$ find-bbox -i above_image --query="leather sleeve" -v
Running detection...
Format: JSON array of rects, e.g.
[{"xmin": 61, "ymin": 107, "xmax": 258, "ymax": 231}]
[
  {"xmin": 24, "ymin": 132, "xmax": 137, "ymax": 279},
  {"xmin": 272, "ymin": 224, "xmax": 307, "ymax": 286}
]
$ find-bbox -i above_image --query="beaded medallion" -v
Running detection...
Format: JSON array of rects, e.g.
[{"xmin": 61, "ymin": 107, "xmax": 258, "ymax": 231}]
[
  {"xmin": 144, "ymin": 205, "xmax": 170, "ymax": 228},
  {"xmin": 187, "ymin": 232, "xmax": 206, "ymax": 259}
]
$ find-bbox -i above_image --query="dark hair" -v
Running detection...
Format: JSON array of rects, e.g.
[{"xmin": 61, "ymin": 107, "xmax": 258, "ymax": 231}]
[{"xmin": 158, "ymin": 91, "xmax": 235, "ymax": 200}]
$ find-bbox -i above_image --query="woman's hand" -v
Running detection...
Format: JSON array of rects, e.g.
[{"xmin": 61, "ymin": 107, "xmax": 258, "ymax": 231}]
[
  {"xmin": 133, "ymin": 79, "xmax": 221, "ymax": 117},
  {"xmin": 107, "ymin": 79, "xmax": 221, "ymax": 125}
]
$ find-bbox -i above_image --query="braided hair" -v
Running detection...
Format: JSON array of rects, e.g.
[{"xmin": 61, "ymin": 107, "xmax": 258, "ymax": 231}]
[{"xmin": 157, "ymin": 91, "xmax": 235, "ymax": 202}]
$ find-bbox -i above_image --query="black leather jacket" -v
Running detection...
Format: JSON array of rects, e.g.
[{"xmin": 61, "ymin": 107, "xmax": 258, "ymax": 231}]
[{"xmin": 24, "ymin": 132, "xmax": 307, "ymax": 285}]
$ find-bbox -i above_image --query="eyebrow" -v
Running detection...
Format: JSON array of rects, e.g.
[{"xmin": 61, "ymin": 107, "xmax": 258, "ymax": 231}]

##############################

**WRITTEN TASK**. Update the listing by changing "find-bbox" to "locate-bbox" wherever it appears, leaving every other line as it is.

**PROBLEM SOLUTION**.
$ locate-bbox -i above_image --query="leather sleeve" -v
Running detection...
Format: JSON array of rects, e.g.
[{"xmin": 61, "ymin": 107, "xmax": 258, "ymax": 231}]
[
  {"xmin": 24, "ymin": 132, "xmax": 137, "ymax": 279},
  {"xmin": 272, "ymin": 224, "xmax": 307, "ymax": 286}
]
$ locate-bbox -i above_image --query="beaded medallion" -v
Running detection...
Format: JSON array of rects, e.g.
[{"xmin": 61, "ymin": 107, "xmax": 258, "ymax": 231}]
[
  {"xmin": 144, "ymin": 205, "xmax": 170, "ymax": 228},
  {"xmin": 187, "ymin": 232, "xmax": 206, "ymax": 259}
]
$ locate-bbox -i above_image --query="dark hair" -v
Running detection...
Format: JSON array of rects, e.g.
[{"xmin": 61, "ymin": 107, "xmax": 258, "ymax": 231}]
[{"xmin": 158, "ymin": 91, "xmax": 235, "ymax": 200}]
$ locate-bbox -i above_image --query="woman's hand" -v
Running detection...
Format: JSON array of rects, e.g.
[{"xmin": 61, "ymin": 107, "xmax": 258, "ymax": 231}]
[
  {"xmin": 133, "ymin": 79, "xmax": 221, "ymax": 117},
  {"xmin": 107, "ymin": 79, "xmax": 221, "ymax": 125}
]
$ locate-bbox -i above_image --query="braided hair" -v
Running detection...
Format: JSON array of rects, e.g.
[{"xmin": 61, "ymin": 107, "xmax": 258, "ymax": 231}]
[{"xmin": 157, "ymin": 91, "xmax": 235, "ymax": 202}]
$ locate-bbox -i above_image --query="black leather jacket" -v
Running detection...
Format: JSON array of rects, e.g.
[{"xmin": 61, "ymin": 107, "xmax": 258, "ymax": 231}]
[{"xmin": 24, "ymin": 132, "xmax": 307, "ymax": 285}]
$ locate-bbox -i above_image --query="eyebrow" -v
Running detection...
Format: JSON array of rects, e.g.
[{"xmin": 61, "ymin": 107, "xmax": 258, "ymax": 231}]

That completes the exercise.